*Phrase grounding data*
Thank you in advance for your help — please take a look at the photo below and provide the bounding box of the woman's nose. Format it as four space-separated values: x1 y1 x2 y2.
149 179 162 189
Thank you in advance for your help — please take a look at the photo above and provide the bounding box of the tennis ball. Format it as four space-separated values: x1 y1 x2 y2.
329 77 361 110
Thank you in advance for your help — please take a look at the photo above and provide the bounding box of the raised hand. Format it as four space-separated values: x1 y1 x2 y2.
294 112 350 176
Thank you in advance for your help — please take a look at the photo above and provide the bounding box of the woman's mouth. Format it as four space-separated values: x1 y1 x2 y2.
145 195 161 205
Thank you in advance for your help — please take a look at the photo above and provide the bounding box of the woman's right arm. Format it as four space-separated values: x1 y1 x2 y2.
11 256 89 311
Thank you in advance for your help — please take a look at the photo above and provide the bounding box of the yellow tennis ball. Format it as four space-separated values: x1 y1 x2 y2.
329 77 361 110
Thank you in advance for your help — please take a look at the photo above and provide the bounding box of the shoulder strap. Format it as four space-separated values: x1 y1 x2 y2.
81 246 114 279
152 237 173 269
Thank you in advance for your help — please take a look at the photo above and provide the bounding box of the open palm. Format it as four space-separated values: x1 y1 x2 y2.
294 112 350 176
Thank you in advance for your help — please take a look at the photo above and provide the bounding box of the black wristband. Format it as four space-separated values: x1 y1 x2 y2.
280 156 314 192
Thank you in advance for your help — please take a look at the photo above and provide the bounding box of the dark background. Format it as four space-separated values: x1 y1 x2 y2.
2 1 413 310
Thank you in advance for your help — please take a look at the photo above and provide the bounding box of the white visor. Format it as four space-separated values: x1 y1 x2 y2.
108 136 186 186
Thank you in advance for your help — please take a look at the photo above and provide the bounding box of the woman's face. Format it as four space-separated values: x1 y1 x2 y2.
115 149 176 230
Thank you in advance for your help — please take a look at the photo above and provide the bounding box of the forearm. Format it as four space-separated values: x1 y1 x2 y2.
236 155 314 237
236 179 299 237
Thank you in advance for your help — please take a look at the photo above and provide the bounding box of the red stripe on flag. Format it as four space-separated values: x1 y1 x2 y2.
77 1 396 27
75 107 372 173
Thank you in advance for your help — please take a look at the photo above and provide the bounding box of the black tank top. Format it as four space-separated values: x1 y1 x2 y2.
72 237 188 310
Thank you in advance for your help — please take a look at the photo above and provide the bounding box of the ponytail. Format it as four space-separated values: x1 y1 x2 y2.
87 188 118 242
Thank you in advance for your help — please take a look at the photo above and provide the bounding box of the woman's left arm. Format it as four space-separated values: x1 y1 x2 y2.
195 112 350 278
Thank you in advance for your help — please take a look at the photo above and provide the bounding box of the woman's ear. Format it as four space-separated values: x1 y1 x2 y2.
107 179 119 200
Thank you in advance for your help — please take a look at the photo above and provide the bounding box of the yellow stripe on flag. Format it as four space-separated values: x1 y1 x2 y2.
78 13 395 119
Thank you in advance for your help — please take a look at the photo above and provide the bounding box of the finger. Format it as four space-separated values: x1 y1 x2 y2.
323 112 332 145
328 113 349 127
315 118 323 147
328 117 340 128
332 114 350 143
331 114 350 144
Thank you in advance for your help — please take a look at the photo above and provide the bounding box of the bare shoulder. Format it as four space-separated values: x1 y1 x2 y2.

*WORK REQUIRED*
Your answer must be the line with "the black tank" and all lines after it through the final line of the entries, copied exactly and with nothing added.

*EXERCISE RESPONSE*
Thank you in advance for your help — please take a look at the photo above and provide the bounding box of the black tank top. Format it as four space-separated values: x1 y1 x2 y2.
72 237 188 310
Thank you in advance for your help — please take a look at the photo above and provide the bounding box of the ponytail. Format it as four space-separated values: x1 y1 x2 y2.
87 188 118 242
Thank you in advance for your help — please take a look at the photo above and provide the bounding box of the woman's left arm. Format it as four space-separated values: x1 y1 x2 y2.
195 112 350 278
Thank you in advance for your help — please take a look at the photo above and provide the bounding box of the woman's ear. Format it as four space-separated values: x1 y1 x2 y2.
107 179 119 200
Thank you in advance for your help — please take a look at the photo above and provide the bounding box of the yellow stripe on flag. Format it as four space-separated values: x1 y1 x2 y2.
78 13 395 119
Thank you in advance for your help — please take a look at the photo above and provide the bounding box of the finger. Format it as four space-separated values: x1 y1 x2 y2.
323 112 332 145
328 113 349 127
315 118 323 147
328 117 340 128
332 114 350 143
331 114 350 144
Thank you in advance for your help — please take a look at the photo above and provide the bounding box of the bare shoulder. Format it as four space-separated values: x1 y1 x2 y2.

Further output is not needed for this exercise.